* TASK INSTRUCTIONS
If a line below contains the string "detect", return that line.

* INPUT DATA
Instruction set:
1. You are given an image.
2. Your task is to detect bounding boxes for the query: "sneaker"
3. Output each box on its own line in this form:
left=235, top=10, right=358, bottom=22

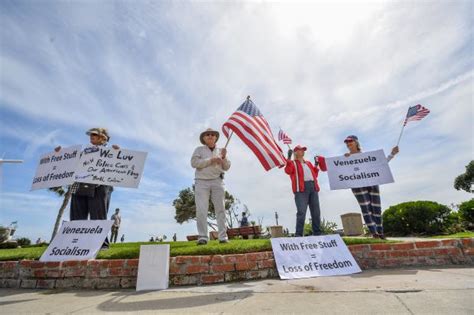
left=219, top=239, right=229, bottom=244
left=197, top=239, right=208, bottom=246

* * *

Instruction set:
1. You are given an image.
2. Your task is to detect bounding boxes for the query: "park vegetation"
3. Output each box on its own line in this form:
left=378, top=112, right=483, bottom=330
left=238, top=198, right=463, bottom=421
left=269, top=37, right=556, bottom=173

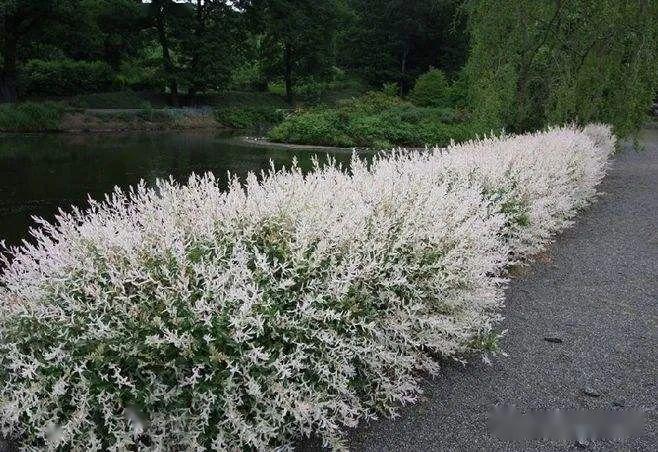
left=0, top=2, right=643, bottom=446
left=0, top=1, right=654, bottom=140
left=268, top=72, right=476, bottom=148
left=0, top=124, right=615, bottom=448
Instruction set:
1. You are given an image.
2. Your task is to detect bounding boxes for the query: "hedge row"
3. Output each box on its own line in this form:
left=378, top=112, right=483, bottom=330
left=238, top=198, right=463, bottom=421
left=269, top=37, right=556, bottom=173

* ANSWER TO THE PROBLEM
2. Your task is to detect bounding boxes for the query: "sneaker"
2. Your task is to detect bounding boxes for the query: "park vegetation"
2. Your task is to detect bounding boxes for the query: "hedge row"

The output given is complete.